▶ [BRIEF A]:
List each line of the listing below that contains the string "Segment".
## BEGIN EXTRACT
The Ethanol industry has only responded tepidly to the Volumetric Ethanol Excise Tax Credit in the past, so why should it be renewed?
The U.S. ethanol industry is nearing a major deadline. The industry’s primary subsidy mechanism, the Volumetric Ethanol Excise Tax Credit (VEETC), is set to expire on December 31, 2010. Federal ethanol subsidies were worth roughly $5 billion in 2009, a figure large enough to create vigorous debate over their renewal. Some call the credits a boondoggle, others a vitally important lifeline for an industry still in its formative years.
Whichever it is, one has to wonder whether we as a country and as taxpayers are getting our money’s worth for it. All subsidies are intrinsically positive for the industries they support, of course. But how much of an impact is really felt by the industry, especially as compared to the cost to the taxpayer, is much harder to quantify.
This article will look at the history of subsidies and other government support mechanisms for the ethanol industry, and how they result in increased production, plant construction, and stock pricing. By lining up the dates of landmark legislation with several industry performance metrics, we are able to view the industry response in terms of production and growth, rather than rhetoric. Only pure-play ethanol company stocks are reviewed, represented here by Andersons, Inc. (ANDE), Pacific Ethanol (PEIX), BioFuel Energy Corp. (BIOF), and the now-defunct VeraSun Energy (VSE).
The data below is a limited snapshot, and cannot account for the myriad of variables that affect the ethanol industry. Supply-and-demand market conditions, economic climate, and even public perception impact businesses and investment decisions. While keeping this in mind, it is still striking how little of an effect the VEETC, by far the largest biofuel subsidy, has on the industry as a whole. Almost no metrics responded positively to key dates in the VEETC history, instead seeming to respond much more to direct producer incentives and production / use mandates.
## END EXTRACT
## BEGIN MATERIAL FOR THE TASK
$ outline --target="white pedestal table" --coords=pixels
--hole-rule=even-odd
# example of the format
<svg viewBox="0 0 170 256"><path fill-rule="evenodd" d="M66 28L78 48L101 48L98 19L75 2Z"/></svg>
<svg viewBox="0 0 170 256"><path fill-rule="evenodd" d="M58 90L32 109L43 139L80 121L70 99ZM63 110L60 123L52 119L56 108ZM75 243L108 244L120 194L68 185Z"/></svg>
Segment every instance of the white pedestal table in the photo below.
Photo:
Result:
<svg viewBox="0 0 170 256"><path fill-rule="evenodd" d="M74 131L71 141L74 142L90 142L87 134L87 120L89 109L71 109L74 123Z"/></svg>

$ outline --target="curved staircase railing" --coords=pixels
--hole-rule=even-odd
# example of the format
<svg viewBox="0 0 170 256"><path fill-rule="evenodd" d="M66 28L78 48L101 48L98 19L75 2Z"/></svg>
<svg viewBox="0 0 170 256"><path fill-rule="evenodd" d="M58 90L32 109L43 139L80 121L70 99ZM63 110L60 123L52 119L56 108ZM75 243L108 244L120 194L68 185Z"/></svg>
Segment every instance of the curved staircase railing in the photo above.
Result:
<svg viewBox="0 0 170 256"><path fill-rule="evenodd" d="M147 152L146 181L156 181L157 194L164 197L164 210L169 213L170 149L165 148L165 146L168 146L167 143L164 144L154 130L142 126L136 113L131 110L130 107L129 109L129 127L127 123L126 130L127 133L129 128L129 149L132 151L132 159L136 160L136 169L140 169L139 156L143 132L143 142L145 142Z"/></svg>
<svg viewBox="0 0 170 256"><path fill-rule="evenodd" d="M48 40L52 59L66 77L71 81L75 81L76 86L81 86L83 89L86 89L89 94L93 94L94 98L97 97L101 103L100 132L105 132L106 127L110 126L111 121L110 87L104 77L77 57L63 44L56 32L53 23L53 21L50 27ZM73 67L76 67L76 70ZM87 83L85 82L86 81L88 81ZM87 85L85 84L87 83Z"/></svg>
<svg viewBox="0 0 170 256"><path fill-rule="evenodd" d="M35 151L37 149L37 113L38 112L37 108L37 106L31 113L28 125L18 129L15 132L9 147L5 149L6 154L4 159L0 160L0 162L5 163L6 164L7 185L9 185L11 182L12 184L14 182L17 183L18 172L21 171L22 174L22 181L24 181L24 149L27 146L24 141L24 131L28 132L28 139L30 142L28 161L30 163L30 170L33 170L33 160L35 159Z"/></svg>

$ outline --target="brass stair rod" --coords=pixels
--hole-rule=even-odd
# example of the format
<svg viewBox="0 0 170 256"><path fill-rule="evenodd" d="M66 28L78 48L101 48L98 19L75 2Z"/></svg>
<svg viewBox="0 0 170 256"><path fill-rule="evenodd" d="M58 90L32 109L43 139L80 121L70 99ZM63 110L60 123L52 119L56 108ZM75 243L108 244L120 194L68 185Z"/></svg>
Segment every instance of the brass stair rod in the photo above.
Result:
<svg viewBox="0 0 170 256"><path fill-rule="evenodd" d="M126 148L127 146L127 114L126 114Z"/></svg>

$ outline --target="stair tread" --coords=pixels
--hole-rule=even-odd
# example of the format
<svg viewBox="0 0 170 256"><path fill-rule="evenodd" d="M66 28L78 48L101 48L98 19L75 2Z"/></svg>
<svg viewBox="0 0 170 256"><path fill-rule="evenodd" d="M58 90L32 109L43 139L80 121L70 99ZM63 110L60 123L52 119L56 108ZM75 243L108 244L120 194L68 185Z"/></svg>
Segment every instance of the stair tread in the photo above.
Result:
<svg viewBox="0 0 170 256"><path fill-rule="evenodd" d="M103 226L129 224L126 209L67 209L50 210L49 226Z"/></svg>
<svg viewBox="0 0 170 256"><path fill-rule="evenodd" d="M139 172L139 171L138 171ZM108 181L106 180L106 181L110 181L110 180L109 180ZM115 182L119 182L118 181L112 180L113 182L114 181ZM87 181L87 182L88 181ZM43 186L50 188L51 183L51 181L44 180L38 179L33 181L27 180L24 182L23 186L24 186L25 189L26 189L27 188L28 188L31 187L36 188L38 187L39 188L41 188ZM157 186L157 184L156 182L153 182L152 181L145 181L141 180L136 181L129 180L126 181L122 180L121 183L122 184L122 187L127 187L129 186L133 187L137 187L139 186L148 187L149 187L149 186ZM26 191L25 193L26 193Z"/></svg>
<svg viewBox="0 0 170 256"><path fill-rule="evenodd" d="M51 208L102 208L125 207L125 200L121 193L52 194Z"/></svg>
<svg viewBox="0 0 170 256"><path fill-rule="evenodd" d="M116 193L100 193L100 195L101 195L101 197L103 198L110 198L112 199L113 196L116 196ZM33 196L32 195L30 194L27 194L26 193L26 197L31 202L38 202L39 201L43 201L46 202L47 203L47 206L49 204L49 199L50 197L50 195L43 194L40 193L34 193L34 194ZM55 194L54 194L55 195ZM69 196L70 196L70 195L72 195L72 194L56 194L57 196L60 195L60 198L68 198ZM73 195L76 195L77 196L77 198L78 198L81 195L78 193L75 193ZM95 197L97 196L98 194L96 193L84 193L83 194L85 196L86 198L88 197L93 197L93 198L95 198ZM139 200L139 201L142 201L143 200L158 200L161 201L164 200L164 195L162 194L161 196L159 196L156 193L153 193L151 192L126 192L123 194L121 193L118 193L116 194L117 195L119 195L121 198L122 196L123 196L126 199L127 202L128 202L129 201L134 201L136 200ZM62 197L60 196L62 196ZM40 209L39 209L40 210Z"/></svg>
## END MATERIAL FOR THE TASK
▶ [BRIEF B]:
Echo the whole article on ethanol subsidies above, word for word.

▶ [EXERCISE RESPONSE A]:
Segment every instance of the white pedestal table in the photo below.
Segment every instance of the curved staircase railing in the photo above.
Segment every instance of the brass stair rod in the photo above.
Segment every instance of the stair tread in the photo above.

▶ [EXERCISE RESPONSE B]:
The Ethanol industry has only responded tepidly to the Volumetric Ethanol Excise Tax Credit in the past, so why should it be renewed?
The U.S. ethanol industry is nearing a major deadline. The industry’s primary subsidy mechanism, the Volumetric Ethanol Excise Tax Credit (VEETC), is set to expire on December 31, 2010. Federal ethanol subsidies were worth roughly $5 billion in 2009, a figure large enough to create vigorous debate over their renewal. Some call the credits a boondoggle, others a vitally important lifeline for an industry still in its formative years.
Whichever it is, one has to wonder whether we as a country and as taxpayers are getting our money’s worth for it. All subsidies are intrinsically positive for the industries they support, of course. But how much of an impact is really felt by the industry, especially as compared to the cost to the taxpayer, is much harder to quantify.
This article will look at the history of subsidies and other government support mechanisms for the ethanol industry, and how they result in increased production, plant construction, and stock pricing. By lining up the dates of landmark legislation with several industry performance metrics, we are able to view the industry response in terms of production and growth, rather than rhetoric. Only pure-play ethanol company stocks are reviewed, represented here by Andersons, Inc. (ANDE), Pacific Ethanol (PEIX), BioFuel Energy Corp. (BIOF), and the now-defunct VeraSun Energy (VSE).
The data below is a limited snapshot, and cannot account for the myriad of variables that affect the ethanol industry. Supply-and-demand market conditions, economic climate, and even public perception impact businesses and investment decisions. While keeping this in mind, it is still striking how little of an effect the VEETC, by far the largest biofuel subsidy, has on the industry as a whole. Almost no metrics responded positively to key dates in the VEETC history, instead seeming to respond much more to direct producer incentives and production / use mandates.